TO DO:
**1.** Please echo the passage of the talk on dialogue between cultures that opens with the words containing "Bishop Xabi Gomez" and closes with "understand (Maria Zambrano).".
**2.** Summarize the talk on dialogue between cultures in two sentences.

SOURCE TEXT:

The importance of dialogue between cultures

Bishop Xabi Gomez is Bishop of San Felíu de Llobregat. Committed to the pastoral care of migrants, he gave this conference to the young people of MED 25 gathered in Barcelona for the first session.
True dialogue does not seek to win, but to understand (Maria Zambrano).
In the wake of the Mediterranean Meetings, the voyage of the Bel Espoir begins today. For its young crew and for us here, this ship that will connect the ports of all the shores of the Mediterranean is a surprise from God and, as its name indicates, a parable of hope, because each boat at sea represents the Church that must cast its nets in this “Lake Tiberias” that is the Mare Nostrum. And it represents not only the Church of the fishermen of the Kingdom of God, but the Church that weaves and connects wider nets because its Lord urges it to build everywhere the “civilization of love”. It is up to us to do this on the shores of a sea that connects 21 countries spread over three continents, Africa, Asia and Europe, and that this year will reach 529 million people. A landscape that is geographically, culturally, humanly, socially, economically and religiously plural and diverse, with countries that welcome much diversity at their borders. Some of them have deep wounds due to wars, violence or inequalities. A mosaic of cultures, but also of hopes.
Data show that on the southern and eastern shores, the number of young people under 25 is twice as high as on the northern shores. Overall, the youth unemployment rate in the Mediterranean is 25%, almost double the world average, and most worryingly, in almost all countries, young people view the future of their nation with pessimism. In many parts of Europe, young people will not reach the level of well-being of their parents. It is therefore not only opportune but necessary to encourage intergenerational solidarity, a sense of belonging, shared cultural identities and confidence in the future. Bel Espoir carries its message to all cultures and religions that populate the region. This could be its message drawn from the words spoken repeatedly by Pope Francis: “No one can be saved alone. We are all in the same boat.”

GIVEN INFORMATION:
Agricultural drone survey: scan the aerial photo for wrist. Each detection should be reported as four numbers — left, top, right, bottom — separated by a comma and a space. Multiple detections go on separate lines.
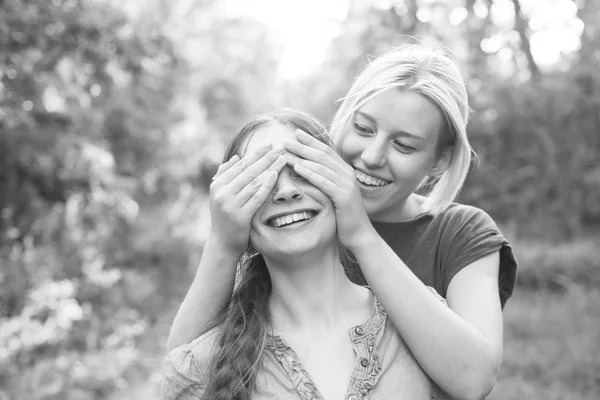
204, 233, 247, 261
346, 223, 382, 254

WRITTEN ANSWERS:
**1.**
Bishop Xabi Gomez is Bishop of San Felíu de Llobregat. Committed to the pastoral care of migrants, he gave this conference to the young people of MED 25 gathered in Barcelona for the first session.
True dialogue does not seek to win, but to understand (Maria Zambrano).

**2.** Bishop Xabi Gomez of San Felíu de Llobregat gave this conference to the young people of MED 25 in Barcelona, presenting the Bel Espoir, which will connect the ports of all the shores of the Mediterranean, as a parable of hope and an image of the Church called to build the "civilization of love" in a plural region marked by deep wounds. Citing a youth unemployment rate of 25% and young people's pessimism about their nations' future, the talk calls for intergenerational solidarity, a sense of belonging and confidence in the future, summed up in Pope Francis's words that no one can be saved alone.